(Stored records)
=======

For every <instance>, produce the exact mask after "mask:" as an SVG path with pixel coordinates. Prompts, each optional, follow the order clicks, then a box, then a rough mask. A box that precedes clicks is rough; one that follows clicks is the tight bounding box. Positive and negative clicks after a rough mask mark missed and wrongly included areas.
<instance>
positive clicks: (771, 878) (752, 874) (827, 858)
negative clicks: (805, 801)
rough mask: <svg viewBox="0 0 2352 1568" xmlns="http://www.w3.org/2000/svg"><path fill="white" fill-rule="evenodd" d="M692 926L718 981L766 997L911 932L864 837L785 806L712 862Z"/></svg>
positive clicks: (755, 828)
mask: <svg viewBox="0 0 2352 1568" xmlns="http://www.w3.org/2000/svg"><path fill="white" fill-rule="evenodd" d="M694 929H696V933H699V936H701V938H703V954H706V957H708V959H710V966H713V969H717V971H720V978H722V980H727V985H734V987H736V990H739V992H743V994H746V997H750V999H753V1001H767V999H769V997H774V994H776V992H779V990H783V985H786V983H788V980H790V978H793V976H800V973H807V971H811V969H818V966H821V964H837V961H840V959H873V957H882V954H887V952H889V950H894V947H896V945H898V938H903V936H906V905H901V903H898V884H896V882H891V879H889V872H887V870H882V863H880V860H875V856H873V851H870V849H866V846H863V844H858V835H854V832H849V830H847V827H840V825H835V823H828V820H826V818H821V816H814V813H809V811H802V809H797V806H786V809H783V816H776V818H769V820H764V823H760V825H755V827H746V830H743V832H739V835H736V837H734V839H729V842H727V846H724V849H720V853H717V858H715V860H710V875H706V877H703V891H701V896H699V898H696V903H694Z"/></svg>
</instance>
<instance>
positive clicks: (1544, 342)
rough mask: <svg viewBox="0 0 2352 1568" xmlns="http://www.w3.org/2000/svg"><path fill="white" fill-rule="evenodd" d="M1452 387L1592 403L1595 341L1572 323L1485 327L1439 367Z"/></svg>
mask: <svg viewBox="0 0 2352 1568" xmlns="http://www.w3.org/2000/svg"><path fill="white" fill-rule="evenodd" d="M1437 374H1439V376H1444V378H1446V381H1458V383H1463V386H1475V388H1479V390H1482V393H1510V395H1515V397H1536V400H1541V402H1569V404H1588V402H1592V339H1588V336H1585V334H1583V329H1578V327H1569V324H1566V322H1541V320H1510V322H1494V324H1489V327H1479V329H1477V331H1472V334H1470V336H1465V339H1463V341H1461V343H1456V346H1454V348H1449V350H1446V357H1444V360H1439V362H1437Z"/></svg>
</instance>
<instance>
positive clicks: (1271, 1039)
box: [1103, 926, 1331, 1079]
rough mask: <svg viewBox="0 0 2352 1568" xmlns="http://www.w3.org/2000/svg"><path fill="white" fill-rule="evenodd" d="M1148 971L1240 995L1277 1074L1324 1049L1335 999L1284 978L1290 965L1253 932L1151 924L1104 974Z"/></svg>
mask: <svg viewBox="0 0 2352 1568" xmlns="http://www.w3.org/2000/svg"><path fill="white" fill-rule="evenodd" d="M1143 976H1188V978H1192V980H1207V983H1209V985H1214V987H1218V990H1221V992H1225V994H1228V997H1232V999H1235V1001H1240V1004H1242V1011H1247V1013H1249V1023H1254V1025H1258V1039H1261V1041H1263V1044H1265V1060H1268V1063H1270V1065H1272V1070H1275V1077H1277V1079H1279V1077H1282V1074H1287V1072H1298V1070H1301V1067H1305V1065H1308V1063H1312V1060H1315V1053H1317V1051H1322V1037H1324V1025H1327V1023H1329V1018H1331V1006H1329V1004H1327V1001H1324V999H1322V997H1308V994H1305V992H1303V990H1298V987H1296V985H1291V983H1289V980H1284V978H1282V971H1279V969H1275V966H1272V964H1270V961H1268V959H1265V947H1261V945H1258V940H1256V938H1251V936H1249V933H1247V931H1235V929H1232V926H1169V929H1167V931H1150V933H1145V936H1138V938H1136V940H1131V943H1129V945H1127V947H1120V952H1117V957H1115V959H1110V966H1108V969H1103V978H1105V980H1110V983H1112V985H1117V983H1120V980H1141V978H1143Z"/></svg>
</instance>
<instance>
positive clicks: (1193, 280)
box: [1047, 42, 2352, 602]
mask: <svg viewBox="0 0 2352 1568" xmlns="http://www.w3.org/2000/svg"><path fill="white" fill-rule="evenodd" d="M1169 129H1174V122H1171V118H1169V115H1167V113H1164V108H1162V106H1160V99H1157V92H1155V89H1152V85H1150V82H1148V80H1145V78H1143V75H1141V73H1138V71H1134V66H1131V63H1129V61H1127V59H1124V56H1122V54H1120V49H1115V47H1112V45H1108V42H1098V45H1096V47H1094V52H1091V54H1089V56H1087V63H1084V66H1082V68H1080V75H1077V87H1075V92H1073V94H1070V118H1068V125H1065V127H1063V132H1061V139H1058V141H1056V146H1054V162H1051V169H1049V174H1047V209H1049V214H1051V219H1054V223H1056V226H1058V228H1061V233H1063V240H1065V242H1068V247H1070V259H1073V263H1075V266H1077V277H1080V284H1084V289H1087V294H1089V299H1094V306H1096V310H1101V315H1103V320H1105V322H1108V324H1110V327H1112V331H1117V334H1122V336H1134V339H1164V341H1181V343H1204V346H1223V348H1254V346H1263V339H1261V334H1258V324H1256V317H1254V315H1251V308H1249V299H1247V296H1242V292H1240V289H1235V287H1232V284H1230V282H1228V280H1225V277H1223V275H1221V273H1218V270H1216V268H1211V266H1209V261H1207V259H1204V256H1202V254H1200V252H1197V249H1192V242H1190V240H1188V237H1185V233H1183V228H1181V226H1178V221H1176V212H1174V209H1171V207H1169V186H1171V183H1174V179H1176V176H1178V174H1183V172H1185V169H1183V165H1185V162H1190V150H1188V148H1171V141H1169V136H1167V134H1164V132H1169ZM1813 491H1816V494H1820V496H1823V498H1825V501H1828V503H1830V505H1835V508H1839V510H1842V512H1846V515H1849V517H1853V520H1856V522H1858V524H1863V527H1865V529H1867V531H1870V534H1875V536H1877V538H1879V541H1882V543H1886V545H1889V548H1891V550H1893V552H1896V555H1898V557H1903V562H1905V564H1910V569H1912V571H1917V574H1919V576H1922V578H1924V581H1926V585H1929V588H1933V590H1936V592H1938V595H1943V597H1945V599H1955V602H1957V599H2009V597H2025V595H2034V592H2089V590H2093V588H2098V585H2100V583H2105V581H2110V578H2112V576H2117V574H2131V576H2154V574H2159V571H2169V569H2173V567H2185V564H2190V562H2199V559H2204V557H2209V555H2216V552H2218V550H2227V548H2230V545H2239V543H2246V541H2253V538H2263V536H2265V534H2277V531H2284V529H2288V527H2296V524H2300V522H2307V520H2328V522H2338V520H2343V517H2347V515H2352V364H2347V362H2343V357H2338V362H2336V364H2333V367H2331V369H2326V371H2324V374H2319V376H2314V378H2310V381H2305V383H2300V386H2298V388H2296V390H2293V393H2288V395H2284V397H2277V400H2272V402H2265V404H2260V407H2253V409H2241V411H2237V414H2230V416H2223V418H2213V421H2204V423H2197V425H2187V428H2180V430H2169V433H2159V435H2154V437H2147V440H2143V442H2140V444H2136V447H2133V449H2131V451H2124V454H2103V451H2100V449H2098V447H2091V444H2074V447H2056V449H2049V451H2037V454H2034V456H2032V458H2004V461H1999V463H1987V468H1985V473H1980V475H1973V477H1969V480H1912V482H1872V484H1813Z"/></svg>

=======

[Work request]:
Can you edit the records above so that each "positive clicks" becomes "foreground clicks", with nothing else changed?

[Output for this task]:
For every <instance>, produce the exact mask after "mask:" as an SVG path with pixel coordinates. Prompts, each optional, follow the order clicks, then a box, then a rough mask. A box that precedes clicks is rough; one that follows clicks is the tight bounding box. Positive and negative clicks after a rough mask mark missed and wrongly included areas.
<instance>
foreground clicks: (771, 878) (752, 874) (827, 858)
negative clicks: (805, 801)
rough mask: <svg viewBox="0 0 2352 1568" xmlns="http://www.w3.org/2000/svg"><path fill="white" fill-rule="evenodd" d="M692 926L718 981L766 997L911 932L864 837L785 806L712 862Z"/></svg>
foreground clicks: (755, 828)
mask: <svg viewBox="0 0 2352 1568" xmlns="http://www.w3.org/2000/svg"><path fill="white" fill-rule="evenodd" d="M694 929H696V933H699V936H701V938H703V954H706V957H708V959H710V966H713V969H717V971H720V978H722V980H727V985H734V987H736V990H739V992H743V994H746V997H750V999H753V1001H767V999H769V997H774V994H776V992H779V990H783V985H786V983H788V980H790V978H793V976H800V973H807V971H811V969H818V966H821V964H837V961H840V959H873V957H882V954H887V952H889V950H894V947H896V945H898V938H903V936H906V905H901V903H898V884H896V882H891V879H889V872H887V870H882V863H880V860H875V856H873V851H870V849H866V846H863V844H858V835H854V832H849V830H847V827H840V825H835V823H828V820H826V818H821V816H814V813H809V811H802V809H797V806H786V809H783V816H776V818H769V820H764V823H760V825H755V827H746V830H743V832H739V835H736V837H734V839H729V842H727V846H724V849H720V853H717V858H715V860H710V875H706V877H703V891H701V896H699V898H696V903H694Z"/></svg>
</instance>
<instance>
foreground clicks: (1544, 342)
rough mask: <svg viewBox="0 0 2352 1568" xmlns="http://www.w3.org/2000/svg"><path fill="white" fill-rule="evenodd" d="M1452 387L1592 403L1595 341L1572 323L1485 327L1439 367Z"/></svg>
mask: <svg viewBox="0 0 2352 1568" xmlns="http://www.w3.org/2000/svg"><path fill="white" fill-rule="evenodd" d="M1437 374H1439V376H1444V378H1446V381H1458V383H1463V386H1475V388H1479V390H1482V393H1510V395H1515V397H1536V400H1541V402H1569V404H1588V402H1592V339H1588V336H1585V334H1583V329H1578V327H1569V324H1566V322H1541V320H1510V322H1494V324H1489V327H1479V329H1477V331H1472V334H1470V336H1465V339H1463V341H1461V343H1456V346H1454V348H1449V350H1446V357H1444V360H1439V362H1437Z"/></svg>
</instance>
<instance>
foreground clicks: (1271, 1039)
box: [1103, 926, 1331, 1079]
rough mask: <svg viewBox="0 0 2352 1568" xmlns="http://www.w3.org/2000/svg"><path fill="white" fill-rule="evenodd" d="M1148 971L1240 995L1277 1074L1324 1049L1335 999L1284 978L1290 965L1253 932L1151 924L1104 974Z"/></svg>
mask: <svg viewBox="0 0 2352 1568" xmlns="http://www.w3.org/2000/svg"><path fill="white" fill-rule="evenodd" d="M1143 976H1188V978H1192V980H1207V983H1209V985H1214V987H1218V990H1221V992H1225V994H1228V997H1232V999H1235V1001H1240V1004H1242V1011H1247V1013H1249V1023H1254V1025H1258V1039H1261V1041H1263V1044H1265V1060H1268V1063H1270V1065H1272V1070H1275V1077H1277V1079H1279V1077H1282V1074H1287V1072H1298V1070H1301V1067H1305V1065H1308V1063H1312V1060H1315V1053H1317V1051H1322V1037H1324V1025H1327V1023H1329V1018H1331V1006H1329V1004H1327V1001H1324V999H1322V997H1308V994H1305V992H1303V990H1298V987H1296V985H1291V983H1289V980H1284V978H1282V971H1279V969H1275V966H1272V964H1270V961H1268V959H1265V947H1261V945H1258V940H1256V938H1251V936H1249V933H1247V931H1235V929H1232V926H1169V929H1167V931H1150V933H1145V936H1138V938H1136V940H1131V943H1129V945H1127V947H1120V952H1117V957H1115V959H1110V966H1108V969H1103V978H1105V980H1110V983H1112V985H1117V983H1120V980H1141V978H1143Z"/></svg>
</instance>
<instance>
foreground clicks: (1193, 280)
box: [1047, 42, 2352, 602]
mask: <svg viewBox="0 0 2352 1568" xmlns="http://www.w3.org/2000/svg"><path fill="white" fill-rule="evenodd" d="M1169 129H1174V122H1171V118H1169V115H1167V113H1164V108H1162V106H1160V99H1157V92H1155V89H1152V85H1150V82H1148V80H1145V78H1143V75H1141V73H1138V71H1134V66H1131V63H1129V61H1127V59H1124V56H1122V54H1120V49H1115V47H1112V45H1108V42H1098V45H1096V47H1094V52H1091V54H1089V56H1087V63H1084V66H1082V68H1080V75H1077V87H1075V92H1073V94H1070V118H1068V125H1065V127H1063V132H1061V139H1058V141H1056V146H1054V162H1051V169H1049V174H1047V209H1049V214H1051V219H1054V223H1056V226H1058V228H1061V233H1063V240H1065V242H1068V247H1070V259H1073V263H1075V266H1077V277H1080V284H1084V289H1087V294H1089V299H1094V306H1096V310H1101V315H1103V320H1105V322H1108V324H1110V327H1112V331H1117V334H1122V336H1134V339H1164V341H1181V343H1204V346H1223V348H1254V346H1263V339H1261V334H1258V324H1256V317H1254V315H1251V308H1249V299H1247V296H1242V292H1240V289H1235V287H1232V284H1230V282H1228V280H1225V277H1223V275H1221V273H1218V270H1216V268H1211V266H1209V261H1207V259H1204V256H1202V254H1200V252H1197V249H1192V242H1190V240H1188V237H1185V233H1183V228H1181V226H1178V221H1176V212H1174V209H1171V207H1169V186H1171V183H1174V179H1176V176H1178V174H1183V172H1185V169H1183V165H1185V162H1190V150H1188V148H1171V141H1169V136H1167V134H1164V132H1169ZM1813 491H1816V494H1820V496H1823V498H1825V501H1828V503H1830V505H1835V508H1839V510H1842V512H1846V515H1849V517H1853V520H1856V522H1858V524H1863V527H1865V529H1867V531H1870V534H1875V536H1877V538H1879V541H1882V543H1886V545H1889V548H1891V550H1893V552H1896V555H1898V557H1903V562H1905V564H1910V569H1912V571H1917V574H1919V576H1922V578H1924V581H1926V585H1929V588H1933V590H1936V592H1938V595H1943V597H1945V599H1955V602H1957V599H2009V597H2025V595H2034V592H2089V590H2093V588H2098V585H2100V583H2105V581H2110V578H2112V576H2117V574H2131V576H2154V574H2159V571H2169V569H2173V567H2185V564H2190V562H2199V559H2204V557H2209V555H2216V552H2218V550H2227V548H2230V545H2239V543H2246V541H2253V538H2263V536H2265V534H2277V531H2284V529H2288V527H2296V524H2300V522H2307V520H2328V522H2338V520H2343V517H2347V515H2352V364H2347V362H2343V357H2338V362H2336V364H2333V367H2331V369H2326V371H2324V374H2319V376H2314V378H2310V381H2305V383H2300V386H2298V388H2296V390H2293V393H2288V395H2284V397H2277V400H2272V402H2265V404H2260V407H2253V409H2241V411H2237V414H2230V416H2223V418H2213V421H2204V423H2197V425H2187V428H2180V430H2169V433H2159V435H2154V437H2147V440H2143V442H2140V444H2136V447H2133V449H2131V451H2124V454H2103V451H2100V449H2098V447H2091V444H2074V447H2056V449H2049V451H2037V454H2034V456H2032V458H2004V461H1999V463H1987V468H1985V473H1980V475H1973V477H1969V480H1912V482H1872V484H1813Z"/></svg>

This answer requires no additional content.